=== WRITTEN REQUEST ===
Please revise the lines running from the start of the records through the line that contains "[(327, 53), (278, 105), (253, 27), (266, 104)]", swapping "white cloud" for "pale cloud" and keeping everything else the same. Return only those lines.

[Pointing dataset records]
-- -- --

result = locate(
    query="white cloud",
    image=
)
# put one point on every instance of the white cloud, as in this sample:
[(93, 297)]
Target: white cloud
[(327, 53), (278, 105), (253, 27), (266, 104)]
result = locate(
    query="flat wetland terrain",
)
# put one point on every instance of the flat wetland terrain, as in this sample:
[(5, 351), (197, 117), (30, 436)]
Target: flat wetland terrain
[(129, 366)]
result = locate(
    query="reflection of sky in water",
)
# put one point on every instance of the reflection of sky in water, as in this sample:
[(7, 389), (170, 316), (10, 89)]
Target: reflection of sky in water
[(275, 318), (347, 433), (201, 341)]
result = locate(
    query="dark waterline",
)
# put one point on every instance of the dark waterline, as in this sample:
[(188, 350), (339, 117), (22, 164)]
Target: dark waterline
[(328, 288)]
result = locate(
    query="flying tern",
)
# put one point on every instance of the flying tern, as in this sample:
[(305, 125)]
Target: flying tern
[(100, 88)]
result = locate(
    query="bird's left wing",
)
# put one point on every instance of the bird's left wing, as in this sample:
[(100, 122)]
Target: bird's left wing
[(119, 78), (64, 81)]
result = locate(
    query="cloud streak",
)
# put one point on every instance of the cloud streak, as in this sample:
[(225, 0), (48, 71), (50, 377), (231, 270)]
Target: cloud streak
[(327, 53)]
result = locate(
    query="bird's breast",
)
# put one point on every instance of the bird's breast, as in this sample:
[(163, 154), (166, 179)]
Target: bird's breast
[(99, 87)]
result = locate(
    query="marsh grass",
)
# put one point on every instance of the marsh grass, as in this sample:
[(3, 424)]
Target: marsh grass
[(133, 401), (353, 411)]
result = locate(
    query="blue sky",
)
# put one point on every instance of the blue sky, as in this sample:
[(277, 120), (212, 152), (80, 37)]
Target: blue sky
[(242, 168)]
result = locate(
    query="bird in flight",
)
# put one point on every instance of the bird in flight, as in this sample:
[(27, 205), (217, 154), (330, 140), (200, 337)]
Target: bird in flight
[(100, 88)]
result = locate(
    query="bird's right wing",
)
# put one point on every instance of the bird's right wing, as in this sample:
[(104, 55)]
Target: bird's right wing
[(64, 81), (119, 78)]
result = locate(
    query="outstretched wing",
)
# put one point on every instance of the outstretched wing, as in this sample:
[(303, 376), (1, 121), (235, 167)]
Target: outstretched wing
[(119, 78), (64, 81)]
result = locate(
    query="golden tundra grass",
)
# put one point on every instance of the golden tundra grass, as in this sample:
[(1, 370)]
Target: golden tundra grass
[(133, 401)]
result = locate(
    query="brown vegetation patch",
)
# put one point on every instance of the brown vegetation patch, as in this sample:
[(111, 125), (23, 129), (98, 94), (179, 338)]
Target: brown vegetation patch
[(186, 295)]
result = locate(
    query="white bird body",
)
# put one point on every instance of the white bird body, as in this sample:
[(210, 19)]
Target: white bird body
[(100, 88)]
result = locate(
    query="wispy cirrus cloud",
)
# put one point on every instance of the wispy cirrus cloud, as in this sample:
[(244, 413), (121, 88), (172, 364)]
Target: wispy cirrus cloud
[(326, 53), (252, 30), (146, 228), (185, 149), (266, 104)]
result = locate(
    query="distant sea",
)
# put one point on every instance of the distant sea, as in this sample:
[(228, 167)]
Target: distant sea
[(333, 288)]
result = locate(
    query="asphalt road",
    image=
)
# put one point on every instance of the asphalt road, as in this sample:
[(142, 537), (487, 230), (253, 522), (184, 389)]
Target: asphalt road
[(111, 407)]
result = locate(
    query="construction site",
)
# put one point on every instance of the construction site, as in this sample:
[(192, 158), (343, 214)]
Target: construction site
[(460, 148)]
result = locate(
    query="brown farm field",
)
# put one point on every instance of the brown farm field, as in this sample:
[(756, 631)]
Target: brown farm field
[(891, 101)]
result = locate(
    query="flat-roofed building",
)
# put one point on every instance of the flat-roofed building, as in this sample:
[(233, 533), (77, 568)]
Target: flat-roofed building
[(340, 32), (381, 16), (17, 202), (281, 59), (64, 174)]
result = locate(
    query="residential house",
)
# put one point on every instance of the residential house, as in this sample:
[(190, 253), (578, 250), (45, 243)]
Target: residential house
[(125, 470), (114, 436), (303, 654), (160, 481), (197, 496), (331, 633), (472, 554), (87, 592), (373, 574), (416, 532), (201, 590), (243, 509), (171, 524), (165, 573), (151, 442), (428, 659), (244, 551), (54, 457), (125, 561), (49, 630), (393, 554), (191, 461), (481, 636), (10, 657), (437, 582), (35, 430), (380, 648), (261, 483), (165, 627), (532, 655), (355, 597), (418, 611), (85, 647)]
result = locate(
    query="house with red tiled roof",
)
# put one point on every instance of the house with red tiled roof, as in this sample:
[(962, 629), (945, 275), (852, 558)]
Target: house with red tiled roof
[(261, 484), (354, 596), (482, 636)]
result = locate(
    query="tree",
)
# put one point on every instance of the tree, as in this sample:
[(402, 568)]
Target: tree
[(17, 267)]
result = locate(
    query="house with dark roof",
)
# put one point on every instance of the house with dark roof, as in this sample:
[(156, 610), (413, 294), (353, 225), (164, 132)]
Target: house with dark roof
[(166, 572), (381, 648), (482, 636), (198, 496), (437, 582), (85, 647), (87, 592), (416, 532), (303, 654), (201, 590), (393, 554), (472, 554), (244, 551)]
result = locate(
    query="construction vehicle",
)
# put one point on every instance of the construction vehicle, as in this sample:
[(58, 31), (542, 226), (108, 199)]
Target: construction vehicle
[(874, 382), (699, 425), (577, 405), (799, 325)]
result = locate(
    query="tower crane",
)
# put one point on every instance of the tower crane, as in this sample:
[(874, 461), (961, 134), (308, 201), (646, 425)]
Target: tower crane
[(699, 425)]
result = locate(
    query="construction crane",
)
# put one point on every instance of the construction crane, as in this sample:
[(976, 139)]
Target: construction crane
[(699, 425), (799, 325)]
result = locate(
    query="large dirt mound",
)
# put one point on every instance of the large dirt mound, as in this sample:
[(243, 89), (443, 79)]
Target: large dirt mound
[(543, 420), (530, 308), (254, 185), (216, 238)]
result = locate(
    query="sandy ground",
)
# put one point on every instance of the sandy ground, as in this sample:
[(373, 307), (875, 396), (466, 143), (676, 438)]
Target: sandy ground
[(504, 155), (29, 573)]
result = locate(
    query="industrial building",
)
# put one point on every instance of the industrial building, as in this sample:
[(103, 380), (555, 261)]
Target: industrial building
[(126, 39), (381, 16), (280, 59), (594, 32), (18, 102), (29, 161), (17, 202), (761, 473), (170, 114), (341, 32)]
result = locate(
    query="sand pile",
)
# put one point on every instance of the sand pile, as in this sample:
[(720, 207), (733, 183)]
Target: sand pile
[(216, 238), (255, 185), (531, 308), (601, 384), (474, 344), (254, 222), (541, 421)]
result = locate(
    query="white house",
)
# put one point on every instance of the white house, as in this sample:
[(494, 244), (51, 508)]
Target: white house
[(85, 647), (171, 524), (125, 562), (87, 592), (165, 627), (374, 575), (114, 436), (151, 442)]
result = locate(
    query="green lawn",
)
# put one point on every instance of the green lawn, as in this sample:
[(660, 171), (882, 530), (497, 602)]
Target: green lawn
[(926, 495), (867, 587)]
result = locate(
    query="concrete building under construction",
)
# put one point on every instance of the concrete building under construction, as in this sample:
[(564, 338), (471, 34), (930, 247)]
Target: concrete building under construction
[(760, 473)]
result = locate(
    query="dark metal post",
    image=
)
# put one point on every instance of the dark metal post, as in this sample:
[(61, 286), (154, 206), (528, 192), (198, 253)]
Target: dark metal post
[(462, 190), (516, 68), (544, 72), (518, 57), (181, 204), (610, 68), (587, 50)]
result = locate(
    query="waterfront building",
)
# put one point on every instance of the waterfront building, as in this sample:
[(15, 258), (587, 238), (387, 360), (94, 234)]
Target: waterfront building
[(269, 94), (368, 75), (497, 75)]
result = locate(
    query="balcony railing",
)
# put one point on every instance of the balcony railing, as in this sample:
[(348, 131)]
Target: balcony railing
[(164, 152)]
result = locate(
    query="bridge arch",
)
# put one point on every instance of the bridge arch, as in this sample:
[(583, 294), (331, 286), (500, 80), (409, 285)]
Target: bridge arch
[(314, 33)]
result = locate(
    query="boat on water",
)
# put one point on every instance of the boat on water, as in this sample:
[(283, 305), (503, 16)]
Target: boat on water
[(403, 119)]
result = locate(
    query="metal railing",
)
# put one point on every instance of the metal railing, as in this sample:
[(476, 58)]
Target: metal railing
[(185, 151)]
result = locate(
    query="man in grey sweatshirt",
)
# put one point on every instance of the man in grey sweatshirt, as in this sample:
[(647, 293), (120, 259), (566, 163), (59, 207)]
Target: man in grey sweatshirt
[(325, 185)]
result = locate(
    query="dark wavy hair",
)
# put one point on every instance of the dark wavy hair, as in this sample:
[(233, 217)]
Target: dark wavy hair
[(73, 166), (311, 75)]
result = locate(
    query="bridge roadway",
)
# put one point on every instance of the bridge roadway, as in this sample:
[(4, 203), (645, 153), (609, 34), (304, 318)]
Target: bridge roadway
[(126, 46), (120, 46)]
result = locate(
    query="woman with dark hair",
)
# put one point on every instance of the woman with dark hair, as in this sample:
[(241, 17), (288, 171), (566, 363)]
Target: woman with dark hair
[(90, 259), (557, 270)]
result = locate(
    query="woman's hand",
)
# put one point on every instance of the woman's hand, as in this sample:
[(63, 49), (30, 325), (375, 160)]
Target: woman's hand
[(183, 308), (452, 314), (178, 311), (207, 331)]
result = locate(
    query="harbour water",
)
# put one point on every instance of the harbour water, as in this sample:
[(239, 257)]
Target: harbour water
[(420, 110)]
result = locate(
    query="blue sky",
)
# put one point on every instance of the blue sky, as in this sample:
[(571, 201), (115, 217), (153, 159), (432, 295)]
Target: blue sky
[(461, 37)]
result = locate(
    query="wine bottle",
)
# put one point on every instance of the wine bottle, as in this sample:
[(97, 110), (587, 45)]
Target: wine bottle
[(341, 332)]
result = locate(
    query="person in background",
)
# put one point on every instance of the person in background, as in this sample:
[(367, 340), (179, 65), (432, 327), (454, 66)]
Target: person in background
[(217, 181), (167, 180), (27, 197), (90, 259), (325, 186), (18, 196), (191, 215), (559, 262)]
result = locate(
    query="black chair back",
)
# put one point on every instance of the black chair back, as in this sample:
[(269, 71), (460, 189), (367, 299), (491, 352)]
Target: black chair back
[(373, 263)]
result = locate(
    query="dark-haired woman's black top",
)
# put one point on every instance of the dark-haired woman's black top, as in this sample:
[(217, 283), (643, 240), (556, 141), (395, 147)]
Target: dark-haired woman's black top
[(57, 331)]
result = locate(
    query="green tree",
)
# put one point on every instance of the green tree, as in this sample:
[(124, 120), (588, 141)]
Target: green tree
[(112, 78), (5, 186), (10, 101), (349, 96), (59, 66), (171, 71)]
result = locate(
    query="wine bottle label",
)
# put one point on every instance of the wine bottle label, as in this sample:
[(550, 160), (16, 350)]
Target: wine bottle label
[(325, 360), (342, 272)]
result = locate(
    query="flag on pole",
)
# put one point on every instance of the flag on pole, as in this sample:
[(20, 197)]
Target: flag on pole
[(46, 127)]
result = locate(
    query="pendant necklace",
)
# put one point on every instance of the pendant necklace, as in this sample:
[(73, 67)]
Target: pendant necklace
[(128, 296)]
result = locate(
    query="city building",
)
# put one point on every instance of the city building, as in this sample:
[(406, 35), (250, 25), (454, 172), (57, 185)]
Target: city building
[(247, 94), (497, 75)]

-- -- --

=== EXERCISE ANSWER ===
result = locate(
    query="pale cloud",
    image=
)
# put one point on every instance of the pale cloud, as in this sample:
[(93, 297)]
Target: pale cloud
[(327, 53), (278, 105), (253, 27), (266, 104)]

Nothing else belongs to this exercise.